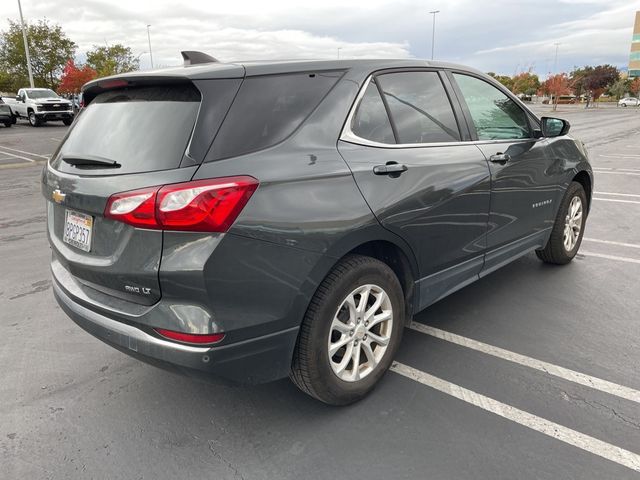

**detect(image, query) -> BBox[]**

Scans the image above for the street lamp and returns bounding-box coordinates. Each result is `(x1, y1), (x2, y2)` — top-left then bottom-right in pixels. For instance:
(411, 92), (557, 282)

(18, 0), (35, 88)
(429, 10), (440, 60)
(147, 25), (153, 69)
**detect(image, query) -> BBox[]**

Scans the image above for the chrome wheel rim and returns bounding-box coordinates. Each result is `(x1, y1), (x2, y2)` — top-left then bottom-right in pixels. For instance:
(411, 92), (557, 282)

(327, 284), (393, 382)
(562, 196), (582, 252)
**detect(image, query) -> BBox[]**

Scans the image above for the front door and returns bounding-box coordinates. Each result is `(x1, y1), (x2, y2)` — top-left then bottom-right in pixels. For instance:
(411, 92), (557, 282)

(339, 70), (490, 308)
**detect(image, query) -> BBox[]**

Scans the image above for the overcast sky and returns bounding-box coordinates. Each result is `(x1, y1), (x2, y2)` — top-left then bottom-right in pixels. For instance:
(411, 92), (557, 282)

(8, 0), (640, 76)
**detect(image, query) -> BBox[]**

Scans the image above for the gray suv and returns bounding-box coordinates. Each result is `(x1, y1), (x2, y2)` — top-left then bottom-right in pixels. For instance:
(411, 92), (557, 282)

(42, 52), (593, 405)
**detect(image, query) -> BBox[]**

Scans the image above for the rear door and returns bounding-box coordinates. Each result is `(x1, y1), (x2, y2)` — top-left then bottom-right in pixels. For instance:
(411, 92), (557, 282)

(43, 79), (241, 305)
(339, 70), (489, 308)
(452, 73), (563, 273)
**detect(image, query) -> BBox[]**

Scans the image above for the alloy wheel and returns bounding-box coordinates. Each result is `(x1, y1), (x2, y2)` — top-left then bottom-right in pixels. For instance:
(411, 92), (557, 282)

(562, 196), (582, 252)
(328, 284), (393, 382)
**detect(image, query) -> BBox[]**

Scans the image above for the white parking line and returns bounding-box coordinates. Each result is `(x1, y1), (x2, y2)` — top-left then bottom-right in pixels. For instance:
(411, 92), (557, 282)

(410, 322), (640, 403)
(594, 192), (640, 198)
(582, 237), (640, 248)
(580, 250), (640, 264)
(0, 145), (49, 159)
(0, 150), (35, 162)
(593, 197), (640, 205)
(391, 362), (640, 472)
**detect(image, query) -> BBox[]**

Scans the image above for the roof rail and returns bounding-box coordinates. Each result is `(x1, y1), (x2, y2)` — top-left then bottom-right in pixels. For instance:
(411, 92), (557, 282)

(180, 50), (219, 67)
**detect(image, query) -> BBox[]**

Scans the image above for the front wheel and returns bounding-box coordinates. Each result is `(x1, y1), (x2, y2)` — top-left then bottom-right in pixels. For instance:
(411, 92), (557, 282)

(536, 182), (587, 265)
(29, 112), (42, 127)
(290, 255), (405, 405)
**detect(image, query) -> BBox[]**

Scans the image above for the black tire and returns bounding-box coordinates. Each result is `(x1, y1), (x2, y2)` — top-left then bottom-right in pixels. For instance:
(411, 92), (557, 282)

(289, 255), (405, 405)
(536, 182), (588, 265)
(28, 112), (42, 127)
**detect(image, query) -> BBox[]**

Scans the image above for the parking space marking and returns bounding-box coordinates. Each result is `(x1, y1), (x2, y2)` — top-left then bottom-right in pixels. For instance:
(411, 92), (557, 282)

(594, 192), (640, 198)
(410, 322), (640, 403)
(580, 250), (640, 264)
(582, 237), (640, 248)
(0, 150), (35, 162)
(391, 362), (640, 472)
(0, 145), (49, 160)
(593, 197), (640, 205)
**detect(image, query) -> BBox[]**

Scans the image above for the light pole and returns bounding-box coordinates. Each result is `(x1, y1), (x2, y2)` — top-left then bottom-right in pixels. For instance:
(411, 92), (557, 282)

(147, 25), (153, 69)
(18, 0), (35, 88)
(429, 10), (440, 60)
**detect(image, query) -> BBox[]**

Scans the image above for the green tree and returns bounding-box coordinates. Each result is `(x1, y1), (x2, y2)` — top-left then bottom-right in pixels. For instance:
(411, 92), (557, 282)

......

Add -16 to every bounding-box coordinate in the answers, then write out all the lines again, from the first line above through the line containing "(328, 284), (393, 382)". Keep every line in full, leave the sample coordinates inside the lines unchanged, and omit the pictures.

**detect(image, query) -> BBox[]**

Scans the image above for the street lamp and returns bounding-box coordinates. Each result is `(x1, y1), (x2, y2)` — top-left then bottom-right in pixels. For instance:
(411, 92), (557, 282)

(2, -16), (19, 72)
(413, -6), (424, 44)
(131, 9), (137, 53)
**detect(image, query) -> BBox[]**

Scans the image above for the chrome wheel rim and returns bounding-box coordinates. Each result is `(x1, y1), (x2, y2)` — top-left then bottom-right in pixels. For instance:
(411, 92), (557, 282)

(311, 268), (377, 366)
(546, 180), (566, 236)
**detect(image, query) -> BBox[]**

Scans the image above for the front door and returns bounding-box coordinates. Each result is `(x1, y1), (x2, y2)` — top-left then bottom-right in pixels. For instance:
(411, 92), (557, 282)

(323, 54), (474, 292)
**detect(image, query) -> BBox[]**

Scans the image above for the overcast sky and returns bounding-box coordinates. Each result is `(x1, y1), (x2, y2)` — top-left then bottom-right in pixels. For instance:
(411, 92), (557, 282)

(-8, -16), (624, 60)
**detect(image, query) -> BBox[]**

Scans the image above for the gray suv and returns bounding-box coordinates. Each result is `(x1, y1), (x2, y2)` — top-left then bottom-right in pixels. For instance:
(411, 92), (557, 282)

(26, 36), (577, 389)
**detect(image, query) -> BBox[]**

Scans the image above for the rear door and returns bounding-box coordinates. Each result is `(x1, y1), (x2, y2)` — top-left then bottom-right in pixels. For instance:
(411, 92), (557, 282)

(27, 63), (225, 289)
(323, 54), (473, 292)
(436, 57), (547, 257)
**detect(image, query) -> BBox[]**

Scans the image above for the alloy wheel and returns bounding-box coordinates. Each result is `(x1, y1), (x2, y2)` — top-left then bottom-right in pixels. For instance:
(411, 92), (557, 282)

(546, 180), (566, 236)
(312, 268), (377, 366)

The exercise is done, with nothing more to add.